*EXERCISE AIM:* For every record beneath this instruction, give an exact repetition, omitting images.

──────── DATA IN THIS EXERCISE

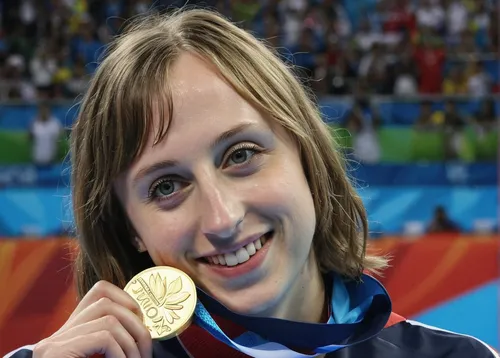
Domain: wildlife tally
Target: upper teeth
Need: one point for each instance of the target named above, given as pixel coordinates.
(239, 256)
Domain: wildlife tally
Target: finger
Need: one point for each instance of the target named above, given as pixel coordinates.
(107, 323)
(96, 343)
(101, 342)
(104, 289)
(132, 323)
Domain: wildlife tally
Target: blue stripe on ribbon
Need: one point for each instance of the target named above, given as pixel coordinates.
(360, 311)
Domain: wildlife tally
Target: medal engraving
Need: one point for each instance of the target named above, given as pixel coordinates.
(167, 298)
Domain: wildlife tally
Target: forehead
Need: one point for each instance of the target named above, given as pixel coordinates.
(204, 105)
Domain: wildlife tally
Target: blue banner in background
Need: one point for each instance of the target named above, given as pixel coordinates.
(47, 211)
(431, 174)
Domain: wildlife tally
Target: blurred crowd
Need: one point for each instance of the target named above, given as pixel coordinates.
(48, 48)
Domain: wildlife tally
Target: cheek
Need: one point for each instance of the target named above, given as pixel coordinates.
(164, 237)
(284, 191)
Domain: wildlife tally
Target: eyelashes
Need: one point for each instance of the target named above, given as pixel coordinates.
(238, 157)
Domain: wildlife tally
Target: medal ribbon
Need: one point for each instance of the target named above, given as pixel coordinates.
(360, 311)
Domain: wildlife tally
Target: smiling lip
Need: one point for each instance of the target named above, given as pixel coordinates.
(246, 267)
(235, 248)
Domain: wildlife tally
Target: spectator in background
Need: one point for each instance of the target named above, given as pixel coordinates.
(78, 83)
(374, 69)
(479, 82)
(441, 223)
(456, 82)
(485, 119)
(456, 18)
(366, 37)
(428, 119)
(430, 14)
(429, 58)
(45, 132)
(362, 123)
(405, 82)
(454, 124)
(43, 67)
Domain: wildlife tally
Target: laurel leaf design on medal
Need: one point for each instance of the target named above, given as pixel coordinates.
(160, 301)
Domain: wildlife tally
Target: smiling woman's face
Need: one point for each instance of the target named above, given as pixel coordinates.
(224, 198)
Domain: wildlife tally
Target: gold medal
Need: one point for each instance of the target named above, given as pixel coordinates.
(167, 297)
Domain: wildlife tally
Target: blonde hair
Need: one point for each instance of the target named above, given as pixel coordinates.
(115, 121)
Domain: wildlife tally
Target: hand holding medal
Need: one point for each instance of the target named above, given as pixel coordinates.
(167, 298)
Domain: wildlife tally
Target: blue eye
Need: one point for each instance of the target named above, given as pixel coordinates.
(241, 156)
(164, 187)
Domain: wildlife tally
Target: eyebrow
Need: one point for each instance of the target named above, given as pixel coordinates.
(164, 164)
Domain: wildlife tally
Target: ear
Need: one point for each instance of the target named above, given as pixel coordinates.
(139, 244)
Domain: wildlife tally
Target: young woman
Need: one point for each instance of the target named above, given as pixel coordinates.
(196, 148)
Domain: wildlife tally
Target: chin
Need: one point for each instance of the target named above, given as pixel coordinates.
(252, 301)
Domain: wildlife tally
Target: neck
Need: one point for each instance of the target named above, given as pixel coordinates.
(305, 300)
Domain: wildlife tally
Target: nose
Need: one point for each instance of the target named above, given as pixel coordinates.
(222, 212)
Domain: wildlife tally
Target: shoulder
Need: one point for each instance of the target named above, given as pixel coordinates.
(23, 352)
(427, 341)
(409, 339)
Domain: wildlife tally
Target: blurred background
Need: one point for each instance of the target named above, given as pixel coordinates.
(409, 89)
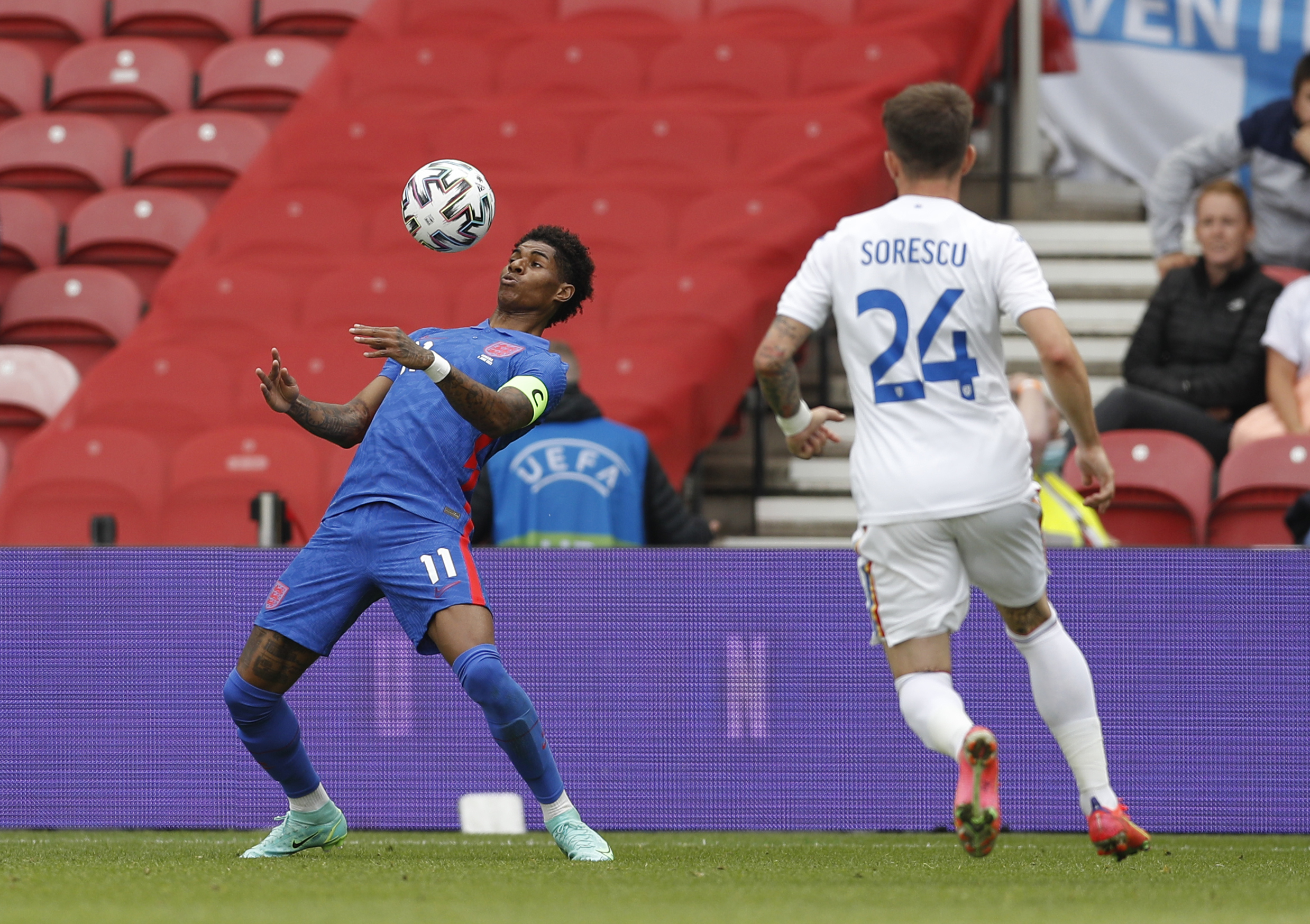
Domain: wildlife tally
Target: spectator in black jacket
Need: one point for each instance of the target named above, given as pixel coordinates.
(1196, 364)
(652, 513)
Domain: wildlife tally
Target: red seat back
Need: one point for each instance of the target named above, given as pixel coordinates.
(136, 231)
(645, 144)
(1162, 487)
(1258, 483)
(589, 67)
(880, 63)
(78, 312)
(384, 293)
(214, 477)
(731, 66)
(23, 80)
(58, 152)
(61, 479)
(265, 73)
(419, 71)
(31, 236)
(309, 17)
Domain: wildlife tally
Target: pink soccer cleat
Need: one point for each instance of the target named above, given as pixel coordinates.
(978, 795)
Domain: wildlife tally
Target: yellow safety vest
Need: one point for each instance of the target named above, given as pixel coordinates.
(1066, 520)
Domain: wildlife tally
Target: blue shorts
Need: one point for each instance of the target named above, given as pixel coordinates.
(362, 556)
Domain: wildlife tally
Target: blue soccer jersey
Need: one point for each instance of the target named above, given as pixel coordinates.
(419, 453)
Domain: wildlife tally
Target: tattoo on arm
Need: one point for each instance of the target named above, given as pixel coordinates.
(493, 413)
(344, 424)
(775, 367)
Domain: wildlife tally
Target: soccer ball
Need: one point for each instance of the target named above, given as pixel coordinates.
(448, 206)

────────────────

*ANSWER FOR THE TASK:*
Domain: wildlife tally
Target: upper teeth
Need: one point for each instance of the target named above, given as pixel coordinates.
(239, 256)
Domain: wildlife tally
Target: finger
Need: one point for each instance of the target named above, given as pixel coordinates.
(107, 323)
(96, 343)
(101, 342)
(104, 289)
(132, 323)
Domain: wildlife tally
Target: blue stripe on ribbon
Need: one point for each instance of the target named above, given as pixel coordinates.
(360, 311)
Domain: wildlife tally
Target: medal engraving
Need: one point for each instance of the target named above, given as pixel coordinates.
(167, 298)
Domain: wildlife tally
Target: forehead
Need: one point for each instance of the target named above, given as pixel coordinates.
(204, 105)
Domain: wildlife tally
Target: blue banner in background
Need: one point for each instance of the target named above, given as pixel coordinates.
(47, 211)
(431, 174)
Domain: wildlife tally
Target: blurred crowd
Need: one point for each instance of the target named above, given as pixel coordinates.
(48, 48)
Domain: wildlife tally
Target: cheek
Need: one point for each instance of the target named above, given as pixel coordinates.
(164, 237)
(284, 191)
Domain: wildlife tally
Target: eyelashes
Need: one point for each instance of the target named above, given as pixel coordinates.
(238, 157)
Domain: wildlife tally
Target: medal ribbon
Need: one point for each instance of the target named above, given as pixel coordinates.
(360, 311)
Domain: wildlife tally
Target: smiling lip
Need: one point for each instance of the target named above, given as pixel coordinates.
(246, 267)
(235, 248)
Domain: wildlife tally
Target: spectator in background
Need: one point for each instance of the target named above, given as pixel coordinates.
(78, 83)
(374, 69)
(479, 82)
(441, 223)
(456, 82)
(485, 119)
(456, 18)
(366, 37)
(428, 119)
(430, 14)
(429, 58)
(45, 132)
(362, 123)
(405, 82)
(454, 124)
(43, 67)
Domain: wildlife tally
Target: laurel leaf design on medal
Need: one point for each instance of the target named above, given as pixel coordinates.
(160, 301)
Domain: wildlife tally
Target: smiling woman's face
Need: one point for each instance of the target named above, given as pixel coordinates.
(224, 198)
Domain: wildlife tally
Target: gold medal
Need: one point for each instance of the target named above, given as pixel coordinates.
(167, 297)
Domain: wildlife tally
Target: blonde hair
Need: one point for each instance of the target named above, given as pixel coordinates.
(115, 121)
Domain: wildlife tally
Target: hand holding medal
Need: one point for each instance of the target named above, given as pixel coordinates.
(167, 298)
Domain: wildlife tally
Target: blue eye
Need: one point for each instance of the target named above, given as pixel coordinates.
(241, 156)
(164, 187)
Domain: wildlife tally
Target: eyebrow
Need: one point for each instance of the target named above, given as pixel coordinates.
(164, 164)
Domain: wildlife tally
Target: ear
Need: one point for each instance of the target named above, given as pixel coordinates.
(139, 244)
Domain: wildlife tally
Target: young woman
Need: one point for each instance of the target named above, given as pixel coordinates.
(196, 148)
Domain: wildlife tally
Target: chin
Need: one point for each instance of the target named above, given as pixel coordinates.
(252, 301)
Domain: wildlife tally
Target: neck
Need: one point for each instance of the target named above, given as pixel coordinates.
(305, 300)
Domain: wildlife tally
Target: nose
Need: one point for each instance of the target named above, given as pixel coordinates.
(222, 212)
Domain: wildlife tally
Target: shoulder
Need: one point for each instance of the target named above, given as pixel coordinates.
(23, 352)
(427, 341)
(409, 339)
Domain: wildlife tally
Target: blurred background
Need: one point for each instance of the target named above, given as pixel coordinates.
(409, 89)
Domain: wildlife tally
Target: spectator in black jacket
Need: one point for each instance of the target named above, given as pixel coordinates.
(1196, 364)
(652, 513)
Domain: wildlife tally
Target: red seat back
Need: one point for each instance of the target named above, given as pixel coordinates.
(136, 231)
(645, 144)
(1162, 487)
(1258, 483)
(589, 67)
(880, 63)
(78, 312)
(384, 293)
(214, 477)
(731, 66)
(23, 80)
(58, 152)
(61, 479)
(265, 73)
(419, 71)
(31, 236)
(309, 17)
Domain: wildlife tally
Target: pink soccer cleat
Need: one point for each instance of the target named above, given as pixel coordinates.
(978, 795)
Domain: wildlife tally
Target: yellow safety vest
Need: one point for each instance of the target named above, given as pixel coordinates.
(1066, 520)
Domain: wildlife tally
Target: blue shorts
Need: one point for each instance of the target named above, given as pixel coordinates.
(362, 556)
Domain: wildlife tally
Target: blue soccer jersey
Need: one point for each instance of the target named above, given as pixel coordinates.
(419, 453)
Domain: wildlife tally
Target: tattoo on arm
Need: one point for each instance of the target named above, given as pixel coordinates.
(493, 413)
(344, 424)
(775, 367)
Domain: wildlife tally
Target: soccer ball
Need: one point for each instance of the target named above, given as pixel coordinates.
(448, 206)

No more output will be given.